PROVIDED DATA

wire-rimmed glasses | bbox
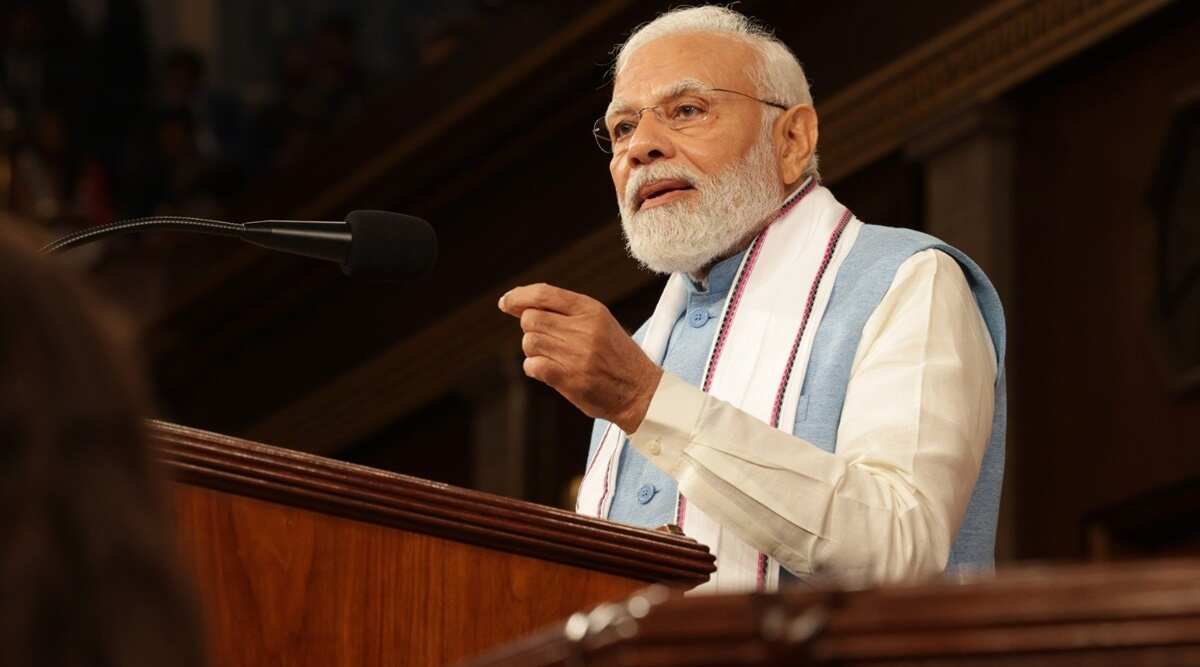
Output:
[592,88,787,154]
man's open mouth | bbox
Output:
[637,179,695,210]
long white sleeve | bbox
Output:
[630,250,997,583]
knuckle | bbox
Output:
[521,308,541,331]
[521,334,539,355]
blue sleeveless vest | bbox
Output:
[588,224,1007,576]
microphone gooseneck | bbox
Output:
[42,211,438,281]
[42,216,242,254]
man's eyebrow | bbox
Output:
[605,79,712,118]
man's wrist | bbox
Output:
[614,363,662,433]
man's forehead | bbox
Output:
[608,77,719,114]
[610,32,755,108]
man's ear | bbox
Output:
[775,104,817,188]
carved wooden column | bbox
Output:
[907,104,1020,560]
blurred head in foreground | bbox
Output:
[0,220,203,666]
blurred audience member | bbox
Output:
[158,48,246,160]
[0,220,204,667]
[12,108,113,230]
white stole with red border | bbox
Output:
[576,180,862,593]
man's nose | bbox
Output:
[626,110,674,167]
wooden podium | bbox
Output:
[151,422,715,667]
[461,560,1200,667]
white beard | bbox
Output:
[618,122,786,277]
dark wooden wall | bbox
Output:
[1012,5,1200,558]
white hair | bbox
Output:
[613,5,820,178]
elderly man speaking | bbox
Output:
[499,6,1004,590]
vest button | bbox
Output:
[637,483,659,505]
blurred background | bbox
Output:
[9,0,1200,568]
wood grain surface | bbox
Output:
[151,422,714,667]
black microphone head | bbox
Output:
[342,211,438,281]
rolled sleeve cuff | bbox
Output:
[629,372,708,476]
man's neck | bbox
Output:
[688,176,811,289]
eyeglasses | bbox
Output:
[592,88,787,154]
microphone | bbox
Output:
[42,211,438,281]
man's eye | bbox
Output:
[612,120,637,139]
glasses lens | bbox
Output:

SHORT TASK
Count the lines above that contain the string "white", with case counting. What number do you get? Give only that number.

REPLY
4